**Work to complete**
• a. According to the passage on REG3A and psoriasis, what happened to wound healing in mice when REG3A was inhibited?
• b. Using the passage on REG3A and psoriasis, explain in one to three sentences how REG3A is tied to the excess multiplication of skin cells.
• c. Continue the passage on REG3A and psoriasis after its final sentence.

The team analyzed skin biopsies of patients with and without psoriasis, as well as the skin of mice with psoriasis and with wounds on their backs. They found that regenerating islet-derived protein 3-alpha (REG3A) is highly expressed in skin cells during psoriasis and wound-healing, but not under normal skin conditions. In tests on mice, researchers found that inhibiting REG3A slowed wound-healing but cleared up psoriasis. The scientists also noted that REG3A acts in concert with interleukin-17 (IL-17), an immune system protein involved in the signaling cascade which prompts skin cells to multiply in excess numbers.
The researchers believe that REG3A could treat psoriasis without the systemic immunosuppression problems of current treatments. In addition, it was also hypothesized that it could be used in treatments to boost cell growth and promote wound healing. Perhaps, the cell growth aspect of REG3A could translate to other areas of skin care where skin healing is needed such as in acne or superficial cuts and scrapes.

**Data extract**

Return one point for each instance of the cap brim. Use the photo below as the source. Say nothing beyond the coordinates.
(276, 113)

--

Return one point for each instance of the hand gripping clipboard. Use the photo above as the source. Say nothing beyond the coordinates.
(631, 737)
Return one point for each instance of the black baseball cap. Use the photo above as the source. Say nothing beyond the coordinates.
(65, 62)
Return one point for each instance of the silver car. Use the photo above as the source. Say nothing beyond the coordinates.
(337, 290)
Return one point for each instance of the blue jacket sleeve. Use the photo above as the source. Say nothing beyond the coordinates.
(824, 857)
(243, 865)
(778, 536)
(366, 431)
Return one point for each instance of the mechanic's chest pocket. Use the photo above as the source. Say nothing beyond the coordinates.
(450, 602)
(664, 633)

**Responses by task**
• a. Inhibiting REG3A slowed wound healing in the mice.

• b. REG3A acts in concert with interleukin-17 (IL-17), an immune system protein. IL-17 is involved in the signaling cascade that prompts skin cells to multiply in excess numbers.

• c.
The research was led by principal investigator Richard L. Gallo, MD, PhD, professor of medicine and chief of UC San Diego’s division of dermatology, and first author Yuping Lai, PhD, professor of microbiology and immunity at East China Normal University in Shanghai. It was funded in part by the National Institutes of Health, the National Natural Science Foundation of China and the Science and Technology Commission of Shanghai Municipality.